Prompt A: In the neuropathy article, copy the passage from "Christine B. Ambrosone, PhD, of" up to and including "also published in the Journal of the National Cancer Institute.", replacing "questionnaires" with "surveys".
Prompt B: Please explain, in one to three sentences and using the neuropathy article, why the multivitamin investigators did not consider recommendations for vitamin supplementation or changes to clinical practice warranted.
Prompt C: According to the neuropathy article, how many patients were analyzed in the cryotherapy trial?

Text block:
☆ ☆ ☆

Novel Strategies for Preventing Chemotherapy-Induced Peripheral Neuropathy
Two novel approaches to reducing and/or preventing chemotherapy-induced peripheral neuropathy (CIPN) in women receiving treatment for breast cancer—cryotherapy and multivitamin supplementation—have been explored in two different studies, with varying results.
Hiroshi Ishiguro, MD, PhD, FACP, of the International Health and Welfare Hospital in Nasushiobara, Tochigi, Japan, and colleagues found that cryotherapy was useful in preventing both objective and subjective symptoms of paclitaxel-induced peripheral neuropathy and resultant dysfunction. The findings of this prospective self-controlled trial were published in the Journal of the National Cancer Institute. Of the 36 patients analyzed, there was a lower incidence of signs of chemotherapy-induced peripheral neuropathy (tactile sensitivity, warm sense, and manual dexterity) on the intervention side (use of frozen gloves and socks) than on the untreated side.
Christine B. Ambrosone, PhD, of the Roswell Park Cancer Institute, Buffalo, NY, and colleagues found that although the use of multivitamins may be associated with a reduced risk of CIPN, use of individual dietary supplements did not appreciably affect the risk. More than 1200 patients with breast cancer completed questionnaires regarding the use of multivitamins and supplements before and at diagnosis. Given the lack of prospective randomized trials of vitamin supplementation, the investigators did not consider recommendations for its use or changes to clinical practice warranted at the time of the study. The findings of this cooperative group trial (S0221) were also published in the Journal of the National Cancer Institute.

☆ ☆ ☆

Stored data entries
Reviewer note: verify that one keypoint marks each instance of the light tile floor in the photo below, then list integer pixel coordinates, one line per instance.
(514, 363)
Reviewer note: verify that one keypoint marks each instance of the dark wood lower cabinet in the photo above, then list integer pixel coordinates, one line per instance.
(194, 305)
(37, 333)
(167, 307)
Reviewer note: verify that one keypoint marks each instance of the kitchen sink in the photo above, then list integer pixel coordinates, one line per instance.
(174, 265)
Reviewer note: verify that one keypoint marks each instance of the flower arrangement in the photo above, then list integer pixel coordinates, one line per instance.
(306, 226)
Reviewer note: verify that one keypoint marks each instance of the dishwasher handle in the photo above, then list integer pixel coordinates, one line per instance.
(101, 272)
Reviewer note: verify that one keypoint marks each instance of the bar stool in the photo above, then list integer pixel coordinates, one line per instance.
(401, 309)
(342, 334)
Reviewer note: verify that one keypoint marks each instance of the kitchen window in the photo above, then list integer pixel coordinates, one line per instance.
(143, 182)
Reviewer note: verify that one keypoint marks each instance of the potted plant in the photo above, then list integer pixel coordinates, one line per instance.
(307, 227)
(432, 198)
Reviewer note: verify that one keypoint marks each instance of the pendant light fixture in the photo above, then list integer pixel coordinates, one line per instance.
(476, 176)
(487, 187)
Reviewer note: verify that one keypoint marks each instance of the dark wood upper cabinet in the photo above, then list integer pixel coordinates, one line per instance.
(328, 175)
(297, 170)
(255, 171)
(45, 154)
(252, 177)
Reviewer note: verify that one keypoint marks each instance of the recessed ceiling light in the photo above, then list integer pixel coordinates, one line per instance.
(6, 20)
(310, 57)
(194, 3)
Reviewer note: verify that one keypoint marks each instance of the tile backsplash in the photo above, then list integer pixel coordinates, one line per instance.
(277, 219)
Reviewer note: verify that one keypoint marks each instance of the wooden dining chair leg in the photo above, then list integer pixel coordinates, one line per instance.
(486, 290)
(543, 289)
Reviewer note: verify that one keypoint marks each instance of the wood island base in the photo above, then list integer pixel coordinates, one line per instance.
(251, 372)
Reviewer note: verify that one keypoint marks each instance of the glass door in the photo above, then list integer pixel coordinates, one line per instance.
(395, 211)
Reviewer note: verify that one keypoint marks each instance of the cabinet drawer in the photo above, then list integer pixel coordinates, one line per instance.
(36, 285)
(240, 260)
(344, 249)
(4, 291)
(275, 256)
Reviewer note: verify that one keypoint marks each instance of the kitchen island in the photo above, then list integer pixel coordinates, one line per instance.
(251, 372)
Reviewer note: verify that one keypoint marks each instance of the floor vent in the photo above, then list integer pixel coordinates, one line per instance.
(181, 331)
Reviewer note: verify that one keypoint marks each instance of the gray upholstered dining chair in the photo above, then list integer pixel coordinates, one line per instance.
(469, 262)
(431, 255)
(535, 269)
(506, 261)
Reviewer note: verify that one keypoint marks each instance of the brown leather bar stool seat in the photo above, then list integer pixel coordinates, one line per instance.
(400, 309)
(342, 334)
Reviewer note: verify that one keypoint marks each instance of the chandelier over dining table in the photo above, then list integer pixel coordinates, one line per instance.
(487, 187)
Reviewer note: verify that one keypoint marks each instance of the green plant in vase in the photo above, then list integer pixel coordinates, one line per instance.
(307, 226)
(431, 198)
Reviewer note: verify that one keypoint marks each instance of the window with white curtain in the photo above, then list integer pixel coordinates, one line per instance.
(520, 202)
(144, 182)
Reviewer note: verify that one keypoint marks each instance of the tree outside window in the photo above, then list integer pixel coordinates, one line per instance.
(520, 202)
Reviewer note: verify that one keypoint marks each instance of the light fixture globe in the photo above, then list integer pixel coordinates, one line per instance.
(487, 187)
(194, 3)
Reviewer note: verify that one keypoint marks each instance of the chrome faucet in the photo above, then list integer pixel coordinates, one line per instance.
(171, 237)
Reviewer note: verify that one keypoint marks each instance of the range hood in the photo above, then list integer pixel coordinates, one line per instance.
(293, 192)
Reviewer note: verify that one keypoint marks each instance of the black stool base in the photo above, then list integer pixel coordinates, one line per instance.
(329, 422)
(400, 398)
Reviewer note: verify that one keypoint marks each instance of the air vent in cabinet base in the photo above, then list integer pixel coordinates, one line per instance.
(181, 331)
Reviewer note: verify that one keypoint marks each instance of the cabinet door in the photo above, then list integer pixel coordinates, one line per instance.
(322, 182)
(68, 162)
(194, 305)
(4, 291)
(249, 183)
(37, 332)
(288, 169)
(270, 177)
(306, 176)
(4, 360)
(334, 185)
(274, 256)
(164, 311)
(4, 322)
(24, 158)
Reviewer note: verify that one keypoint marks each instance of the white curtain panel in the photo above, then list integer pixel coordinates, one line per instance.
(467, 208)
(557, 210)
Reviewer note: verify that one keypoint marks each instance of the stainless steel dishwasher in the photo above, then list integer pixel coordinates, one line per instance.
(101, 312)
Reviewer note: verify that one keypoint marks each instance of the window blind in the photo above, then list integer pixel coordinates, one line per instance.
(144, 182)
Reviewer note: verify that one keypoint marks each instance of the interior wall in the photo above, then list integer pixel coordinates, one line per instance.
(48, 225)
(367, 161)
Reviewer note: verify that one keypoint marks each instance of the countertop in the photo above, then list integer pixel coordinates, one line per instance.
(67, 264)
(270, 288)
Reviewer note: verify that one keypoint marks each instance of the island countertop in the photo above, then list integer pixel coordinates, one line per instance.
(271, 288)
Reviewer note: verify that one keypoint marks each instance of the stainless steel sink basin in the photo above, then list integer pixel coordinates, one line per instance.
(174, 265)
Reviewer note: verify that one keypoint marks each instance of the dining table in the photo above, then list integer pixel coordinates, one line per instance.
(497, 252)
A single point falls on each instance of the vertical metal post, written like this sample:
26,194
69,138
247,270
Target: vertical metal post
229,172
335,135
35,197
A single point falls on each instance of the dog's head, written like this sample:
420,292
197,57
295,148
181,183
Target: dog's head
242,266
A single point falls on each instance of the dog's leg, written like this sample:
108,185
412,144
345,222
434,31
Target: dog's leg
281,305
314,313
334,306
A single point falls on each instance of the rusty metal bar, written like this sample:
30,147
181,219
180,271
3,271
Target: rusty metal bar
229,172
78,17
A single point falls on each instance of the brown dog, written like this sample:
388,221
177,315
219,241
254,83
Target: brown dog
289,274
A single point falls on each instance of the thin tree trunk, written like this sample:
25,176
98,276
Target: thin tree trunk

☆ ☆ ☆

Output A:
Christine B. Ambrosone, PhD, of the Roswell Park Cancer Institute, Buffalo, NY, and colleagues found that although the use of multivitamins may be associated with a reduced risk of CIPN, use of individual dietary supplements did not appreciably affect the risk. More than 1200 patients with breast cancer completed surveys regarding the use of multivitamins and supplements before and at diagnosis. Given the lack of prospective randomized trials of vitamin supplementation, the investigators did not consider recommendations for its use or changes to clinical practice warranted at the time of the study. The findings of this cooperative group trial (S0221) were also published in the Journal of the National Cancer Institute.

Output B: Prospective randomized trials of vitamin supplementation were lacking. For that reason, the investigators did not consider recommendations for its use or changes to clinical practice warranted at the time of the study.

Output C: 36 patients.